> [Aufgabe]: Übertrage den Satz „Lassen Sie ihn nie so lange alleine, dass er verzweifelt.“ aus dem Text über Trennungsangst ins Englische.

> [Textauszug]:
========================
Übungen für Trennungsangst?

Angst ❯ Vor dem Alleinsein
Linda875 schrieb am 20.09.2015
Hi! Mein Hund Roni ist mittlerweile 9 Jahre alt und ich hab es immer noch nicht geschaffs seine Trennungsangst zu überwinden. Wenn ich mit ihm einkaufen gehe und ihn draussen anbinde, dreht er völlig durch. Er fängt an zu bellen bevor ich ihn richtig angebunden habe. Das gleiche ist es, wenn ich mit Freunden oder meiner Familie unterwegs bin und ihn für 2-3 Minuten kurz weg bin, fängt er sofort an zu bellen obwohl er nicht alleine ist. Er fixiert sich auf mich und fängt an zu zittern. Ich hoffe ihr könnt mir einpaar Tipps geben. Vielen Dank
1 Antwort
Gabriele Holz | Hundetrainer/in
schrieb am 21.09.2015
Hallo,
Studien haben gezeigt, dass Trennungsstress in den ersten 10 Minuten nach Entfernen des Besitzers auftritt. Um Trennungsstress zu vermeiden, ist es wichtig, Ihrem Hund beizubringen, dass alleine zuhause zu bleiben eine angenehme Erfahrung ist. Eine Zeit in der er sich entspannen kann oder schöne Dinge tun kann. Die effektivste Möglichkeit zur Vermeidung von Trennungsstress ist ihm beizubringen, dass Alleinsein Spaß macht. Um dies zu erreichen ist eine schrittweise Erhöhung der Abwesenheitszeit wichtig, so dass Ihr Hund sich nie ängstigen muss und diese Zeit immer mit etwas Schönem verbindet. Die wichtigsten Aspekte dieses Trainings sind, dass die Zeiten des Alleine seins langsam gesteigert werden. Wie langsam hängt von der Entspannung ihres Hundes ab. Lassen Sie ihn nie so lange alleine, dass er verzweifelt. Bitten Sie ggfs. Freunde oder Familie in der Zeit der Abwesenheit auf ihn zu achten.
========================
> [Erfasste Daten]:

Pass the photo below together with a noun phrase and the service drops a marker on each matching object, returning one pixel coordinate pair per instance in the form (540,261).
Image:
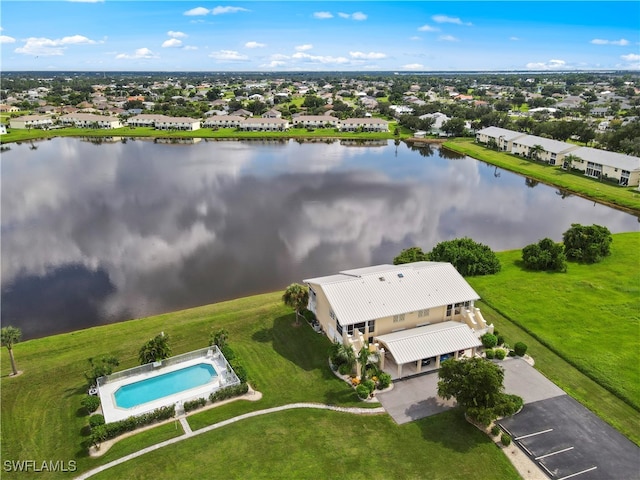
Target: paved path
(188,433)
========================
> [Vollständige Antwort]: Never leave him alone for so long that he despairs.